■ TEXTAUSZUG:
━━━━━━━━━━━━━━━━━━━━

Bild: Ein Brakelsieker für Bellevue: Frank-Walter Steinmeier
Am Sonntag wird der bisherige Außenminister Frank-Walter Steinmeier zum
zwölften Bundespräsidenten der Bundesrepublik Deutschland gewählt. Dieses
große historische Ereignis nimmt die Wahrheit zum Anlass, ausgewählte
Anekdoten aus dem schillernden Leben des bedeutenden Detmolders zu
erzählen.
Als 14-Jähriger erlebte Frank-Walter Steinmeier mit, wie sein Heimatort
Brakelsiek in die nordrhein-westfälische Stadt Schieder-Schmalenberg
eingemeindet wurde. Der Vorgang löste bei ihm weder Protest noch Traumata
aus. Dass seine spätere Frau Elke nicht Steinmeier-Büdenbender oder
Büdenbender-Steinmeier heißen wollte, obwohl eine Ehe doch auch etwas von
einer Eingemeindung hat, störte ihn jedoch eine Weile lang.

━━━━━━━━━━━━━━━━━━━━

■ AUFGABE 1:
Schreibe den Abschnitt aus dem Textauszug über Frank-Walter Steinmeier wortgetreu ab, beginnend bei "Bild: Ein Brakelsieker" und endend bei "eine Weile lang.".
■ AUFGABE 2:
Nenne jedes Wort mit Bindestrich, das im Textauszug über Frank-Walter Steinmeier vorkommt, und zwar jedes nur einmal.

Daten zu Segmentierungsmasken

━━━━━━━━━━━━━━━━━━━━

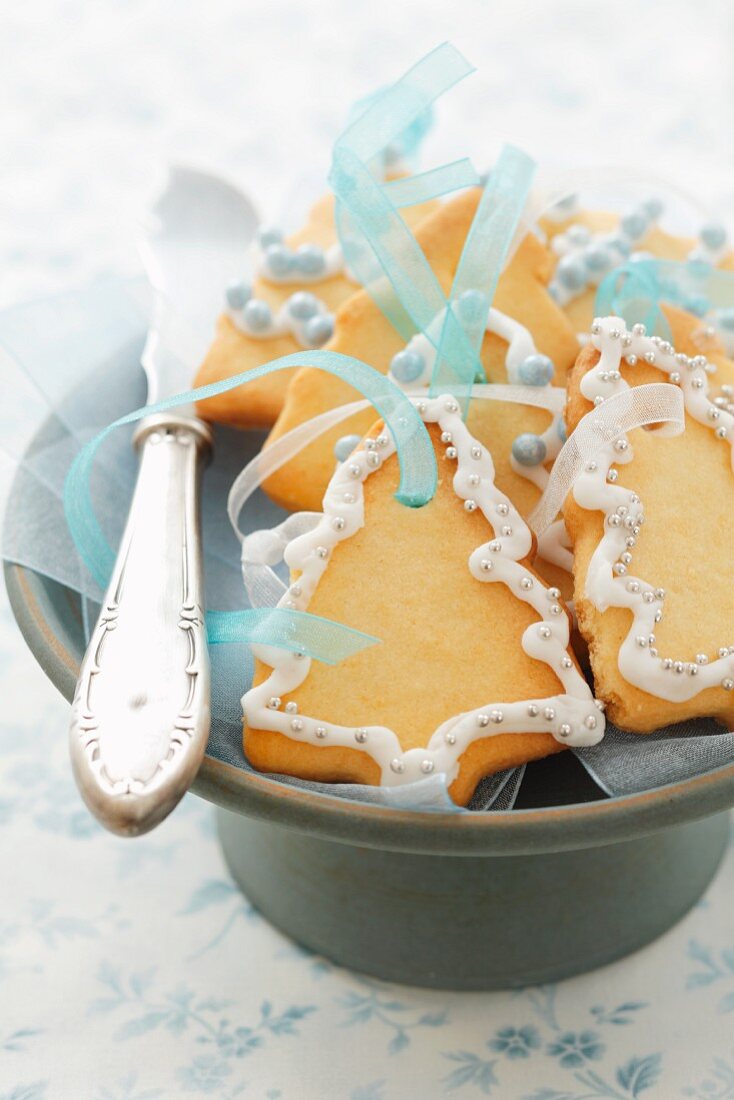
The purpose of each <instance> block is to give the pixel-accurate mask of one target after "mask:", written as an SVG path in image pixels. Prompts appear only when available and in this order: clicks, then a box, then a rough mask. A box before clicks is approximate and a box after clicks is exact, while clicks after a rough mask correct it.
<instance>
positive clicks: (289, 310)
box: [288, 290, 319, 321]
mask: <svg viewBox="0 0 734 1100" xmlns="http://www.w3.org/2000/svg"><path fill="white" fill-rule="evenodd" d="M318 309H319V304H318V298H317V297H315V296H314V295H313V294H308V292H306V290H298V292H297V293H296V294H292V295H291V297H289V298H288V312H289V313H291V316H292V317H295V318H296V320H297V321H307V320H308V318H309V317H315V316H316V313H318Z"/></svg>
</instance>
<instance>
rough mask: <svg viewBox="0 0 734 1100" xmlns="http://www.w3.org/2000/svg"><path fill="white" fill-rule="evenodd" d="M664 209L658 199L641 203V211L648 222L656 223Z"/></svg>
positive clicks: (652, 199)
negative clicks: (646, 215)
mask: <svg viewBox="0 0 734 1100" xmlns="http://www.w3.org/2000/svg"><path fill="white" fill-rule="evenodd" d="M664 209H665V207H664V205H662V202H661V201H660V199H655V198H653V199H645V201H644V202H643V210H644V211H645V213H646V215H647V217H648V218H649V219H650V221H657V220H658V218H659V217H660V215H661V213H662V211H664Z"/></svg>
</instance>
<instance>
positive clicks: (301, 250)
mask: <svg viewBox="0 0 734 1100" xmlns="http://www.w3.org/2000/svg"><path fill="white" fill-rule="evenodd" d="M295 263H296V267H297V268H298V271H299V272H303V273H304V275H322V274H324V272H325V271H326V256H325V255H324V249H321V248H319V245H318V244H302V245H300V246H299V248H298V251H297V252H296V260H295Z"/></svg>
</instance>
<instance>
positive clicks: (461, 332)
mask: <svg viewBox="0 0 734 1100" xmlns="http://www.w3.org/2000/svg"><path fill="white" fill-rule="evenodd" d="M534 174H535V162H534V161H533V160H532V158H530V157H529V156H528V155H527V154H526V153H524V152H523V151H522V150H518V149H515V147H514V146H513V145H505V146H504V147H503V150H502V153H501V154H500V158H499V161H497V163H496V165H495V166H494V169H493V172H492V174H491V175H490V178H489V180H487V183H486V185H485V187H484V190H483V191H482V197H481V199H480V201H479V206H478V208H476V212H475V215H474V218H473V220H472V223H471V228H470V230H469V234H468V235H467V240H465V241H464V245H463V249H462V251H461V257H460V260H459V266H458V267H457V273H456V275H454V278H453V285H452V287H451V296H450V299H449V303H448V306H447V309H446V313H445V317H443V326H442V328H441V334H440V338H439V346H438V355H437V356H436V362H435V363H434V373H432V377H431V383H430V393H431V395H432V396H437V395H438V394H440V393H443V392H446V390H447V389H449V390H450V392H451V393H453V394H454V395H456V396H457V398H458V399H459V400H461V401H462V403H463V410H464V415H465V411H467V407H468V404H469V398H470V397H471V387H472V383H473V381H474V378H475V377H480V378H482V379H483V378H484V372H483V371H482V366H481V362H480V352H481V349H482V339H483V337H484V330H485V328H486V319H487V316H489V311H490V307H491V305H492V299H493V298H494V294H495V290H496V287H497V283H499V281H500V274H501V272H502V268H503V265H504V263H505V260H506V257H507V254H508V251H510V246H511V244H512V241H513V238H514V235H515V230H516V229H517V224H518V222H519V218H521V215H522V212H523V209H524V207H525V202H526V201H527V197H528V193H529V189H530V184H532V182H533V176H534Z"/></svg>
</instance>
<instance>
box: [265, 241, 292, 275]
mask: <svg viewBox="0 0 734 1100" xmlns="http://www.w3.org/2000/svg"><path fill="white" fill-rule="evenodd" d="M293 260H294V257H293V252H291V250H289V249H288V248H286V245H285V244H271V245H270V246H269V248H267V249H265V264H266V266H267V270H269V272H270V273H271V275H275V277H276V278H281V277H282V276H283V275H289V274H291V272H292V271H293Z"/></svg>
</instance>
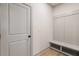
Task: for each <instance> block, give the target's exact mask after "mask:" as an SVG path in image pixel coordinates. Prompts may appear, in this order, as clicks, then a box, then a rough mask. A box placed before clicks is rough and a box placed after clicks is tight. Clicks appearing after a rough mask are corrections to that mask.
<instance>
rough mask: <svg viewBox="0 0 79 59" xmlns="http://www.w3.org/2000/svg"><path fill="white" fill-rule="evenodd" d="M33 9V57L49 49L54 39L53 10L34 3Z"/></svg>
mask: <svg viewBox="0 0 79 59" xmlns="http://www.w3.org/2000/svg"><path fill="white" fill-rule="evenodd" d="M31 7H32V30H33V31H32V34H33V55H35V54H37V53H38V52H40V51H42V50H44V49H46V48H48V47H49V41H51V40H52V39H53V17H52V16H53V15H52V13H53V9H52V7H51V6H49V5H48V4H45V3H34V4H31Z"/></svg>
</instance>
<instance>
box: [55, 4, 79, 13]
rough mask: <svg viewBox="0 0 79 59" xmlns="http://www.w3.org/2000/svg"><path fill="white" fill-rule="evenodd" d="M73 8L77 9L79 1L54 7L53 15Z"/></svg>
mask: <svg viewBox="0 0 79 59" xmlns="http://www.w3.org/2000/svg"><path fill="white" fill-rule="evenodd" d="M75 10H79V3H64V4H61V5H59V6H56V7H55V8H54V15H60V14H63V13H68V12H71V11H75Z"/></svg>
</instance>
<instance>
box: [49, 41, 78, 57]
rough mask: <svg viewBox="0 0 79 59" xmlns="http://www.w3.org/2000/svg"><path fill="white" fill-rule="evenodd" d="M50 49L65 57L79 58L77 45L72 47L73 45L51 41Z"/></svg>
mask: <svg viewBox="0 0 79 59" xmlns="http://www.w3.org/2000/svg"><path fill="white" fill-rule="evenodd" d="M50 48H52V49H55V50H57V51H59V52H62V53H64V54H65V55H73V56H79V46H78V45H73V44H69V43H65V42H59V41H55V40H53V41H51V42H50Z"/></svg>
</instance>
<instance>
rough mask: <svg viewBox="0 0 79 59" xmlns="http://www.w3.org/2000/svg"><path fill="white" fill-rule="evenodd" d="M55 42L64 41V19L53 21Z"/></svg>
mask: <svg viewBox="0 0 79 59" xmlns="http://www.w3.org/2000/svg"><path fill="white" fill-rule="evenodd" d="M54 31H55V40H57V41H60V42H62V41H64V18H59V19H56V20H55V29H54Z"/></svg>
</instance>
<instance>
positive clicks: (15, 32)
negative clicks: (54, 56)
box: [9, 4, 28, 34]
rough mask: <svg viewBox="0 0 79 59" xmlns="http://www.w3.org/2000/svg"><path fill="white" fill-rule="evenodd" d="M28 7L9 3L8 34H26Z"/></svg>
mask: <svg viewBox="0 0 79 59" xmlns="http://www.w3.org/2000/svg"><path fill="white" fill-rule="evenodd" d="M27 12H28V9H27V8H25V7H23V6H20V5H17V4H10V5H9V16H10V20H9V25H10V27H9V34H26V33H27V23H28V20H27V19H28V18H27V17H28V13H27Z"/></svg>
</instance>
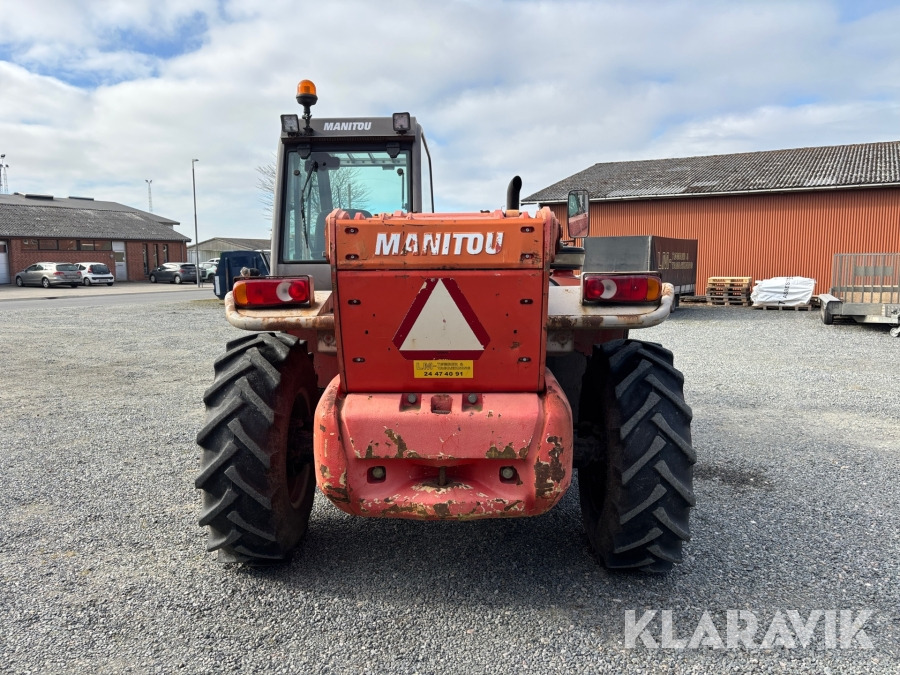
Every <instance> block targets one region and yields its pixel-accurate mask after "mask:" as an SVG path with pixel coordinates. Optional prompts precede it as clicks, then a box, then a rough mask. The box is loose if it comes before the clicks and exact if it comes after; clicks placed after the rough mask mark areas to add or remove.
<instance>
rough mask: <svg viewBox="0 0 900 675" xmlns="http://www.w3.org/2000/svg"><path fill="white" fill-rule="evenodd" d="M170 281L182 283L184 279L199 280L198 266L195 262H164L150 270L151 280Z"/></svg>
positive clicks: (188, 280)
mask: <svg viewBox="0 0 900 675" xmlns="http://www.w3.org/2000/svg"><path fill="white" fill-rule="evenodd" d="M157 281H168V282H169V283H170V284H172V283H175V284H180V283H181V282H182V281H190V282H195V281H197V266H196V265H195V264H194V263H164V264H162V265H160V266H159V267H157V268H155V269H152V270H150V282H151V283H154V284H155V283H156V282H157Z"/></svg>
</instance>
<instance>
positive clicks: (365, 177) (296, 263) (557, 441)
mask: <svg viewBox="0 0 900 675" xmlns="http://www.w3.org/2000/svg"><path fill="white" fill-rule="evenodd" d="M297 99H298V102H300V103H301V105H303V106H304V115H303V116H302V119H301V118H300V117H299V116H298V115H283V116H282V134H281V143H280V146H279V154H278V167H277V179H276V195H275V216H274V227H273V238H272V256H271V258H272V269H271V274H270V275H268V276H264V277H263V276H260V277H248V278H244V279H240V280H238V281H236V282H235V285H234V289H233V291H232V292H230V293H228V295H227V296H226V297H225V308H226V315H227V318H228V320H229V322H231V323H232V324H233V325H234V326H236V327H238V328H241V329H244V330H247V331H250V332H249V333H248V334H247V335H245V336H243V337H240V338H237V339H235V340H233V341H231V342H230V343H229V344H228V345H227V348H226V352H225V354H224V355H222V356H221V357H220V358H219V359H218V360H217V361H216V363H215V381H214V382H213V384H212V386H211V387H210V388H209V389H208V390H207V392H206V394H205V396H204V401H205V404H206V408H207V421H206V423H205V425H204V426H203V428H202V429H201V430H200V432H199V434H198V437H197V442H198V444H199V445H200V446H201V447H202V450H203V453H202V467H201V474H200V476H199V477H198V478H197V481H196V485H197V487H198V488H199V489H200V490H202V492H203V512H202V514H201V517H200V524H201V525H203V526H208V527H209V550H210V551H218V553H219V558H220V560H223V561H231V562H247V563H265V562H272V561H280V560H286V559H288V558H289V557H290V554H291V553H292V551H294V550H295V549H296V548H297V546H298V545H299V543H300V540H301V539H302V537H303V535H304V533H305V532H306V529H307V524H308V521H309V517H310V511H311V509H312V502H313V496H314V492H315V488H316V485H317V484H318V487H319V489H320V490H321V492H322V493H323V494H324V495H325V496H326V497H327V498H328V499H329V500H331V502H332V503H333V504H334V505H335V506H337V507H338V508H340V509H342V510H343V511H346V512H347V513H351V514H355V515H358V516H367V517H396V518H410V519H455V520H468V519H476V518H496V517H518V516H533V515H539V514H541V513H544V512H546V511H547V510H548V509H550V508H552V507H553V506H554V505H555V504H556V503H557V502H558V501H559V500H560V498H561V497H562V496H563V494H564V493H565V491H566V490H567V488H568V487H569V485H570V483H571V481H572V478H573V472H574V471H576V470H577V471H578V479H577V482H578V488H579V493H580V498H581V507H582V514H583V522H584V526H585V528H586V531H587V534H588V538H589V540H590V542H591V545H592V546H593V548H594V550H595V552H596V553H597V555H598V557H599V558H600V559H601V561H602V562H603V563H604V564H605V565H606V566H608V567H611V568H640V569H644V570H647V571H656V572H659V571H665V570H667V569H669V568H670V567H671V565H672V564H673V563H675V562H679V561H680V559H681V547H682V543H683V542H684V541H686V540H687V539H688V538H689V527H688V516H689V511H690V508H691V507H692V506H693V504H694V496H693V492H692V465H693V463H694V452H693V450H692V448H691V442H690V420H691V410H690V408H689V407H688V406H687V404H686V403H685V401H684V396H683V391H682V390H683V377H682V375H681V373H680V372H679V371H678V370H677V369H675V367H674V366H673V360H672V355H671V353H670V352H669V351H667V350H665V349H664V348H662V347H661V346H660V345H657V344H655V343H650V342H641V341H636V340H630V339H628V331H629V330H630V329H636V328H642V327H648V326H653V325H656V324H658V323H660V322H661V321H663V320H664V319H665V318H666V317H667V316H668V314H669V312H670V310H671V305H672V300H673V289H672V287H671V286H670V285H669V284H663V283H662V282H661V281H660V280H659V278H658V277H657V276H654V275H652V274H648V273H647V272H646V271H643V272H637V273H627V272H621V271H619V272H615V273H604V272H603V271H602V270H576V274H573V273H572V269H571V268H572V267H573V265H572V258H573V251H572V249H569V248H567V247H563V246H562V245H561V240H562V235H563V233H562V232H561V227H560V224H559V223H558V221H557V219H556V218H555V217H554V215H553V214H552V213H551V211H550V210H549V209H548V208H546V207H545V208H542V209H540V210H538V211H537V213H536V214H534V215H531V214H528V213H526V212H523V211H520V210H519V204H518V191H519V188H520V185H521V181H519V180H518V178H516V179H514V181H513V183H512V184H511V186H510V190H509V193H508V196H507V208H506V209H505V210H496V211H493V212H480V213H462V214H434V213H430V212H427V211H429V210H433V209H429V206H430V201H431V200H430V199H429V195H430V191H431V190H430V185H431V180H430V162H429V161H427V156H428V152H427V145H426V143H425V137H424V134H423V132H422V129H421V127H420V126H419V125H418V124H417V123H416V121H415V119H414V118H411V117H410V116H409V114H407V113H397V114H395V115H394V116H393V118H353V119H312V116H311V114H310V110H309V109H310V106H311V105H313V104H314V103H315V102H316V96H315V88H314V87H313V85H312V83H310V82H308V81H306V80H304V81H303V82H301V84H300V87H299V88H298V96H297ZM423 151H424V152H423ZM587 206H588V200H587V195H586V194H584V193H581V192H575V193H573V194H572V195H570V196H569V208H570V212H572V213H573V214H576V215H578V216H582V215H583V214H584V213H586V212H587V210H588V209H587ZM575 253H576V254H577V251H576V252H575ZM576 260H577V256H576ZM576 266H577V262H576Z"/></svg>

━━━━━━━━━━━━━━━━━━━━

■ ANTWORT 1:
Bild: Ein Brakelsieker für Bellevue: Frank-Walter Steinmeier
Am Sonntag wird der bisherige Außenminister Frank-Walter Steinmeier zum
zwölften Bundespräsidenten der Bundesrepublik Deutschland gewählt. Dieses
große historische Ereignis nimmt die Wahrheit zum Anlass, ausgewählte
Anekdoten aus dem schillernden Leben des bedeutenden Detmolders zu
erzählen.
Als 14-Jähriger erlebte Frank-Walter Steinmeier mit, wie sein Heimatort
Brakelsiek in die nordrhein-westfälische Stadt Schieder-Schmalenberg
eingemeindet wurde. Der Vorgang löste bei ihm weder Protest noch Traumata
aus. Dass seine spätere Frau Elke nicht Steinmeier-Büdenbender oder
Büdenbender-Steinmeier heißen wollte, obwohl eine Ehe doch auch etwas von
einer Eingemeindung hat, störte ihn jedoch eine Weile lang.

■ ANTWORT 2:
Frank-Walter, 14-Jähriger, nordrhein-westfälische, Schieder-Schmalenberg, Steinmeier-Büdenbender, Büdenbender-Steinmeier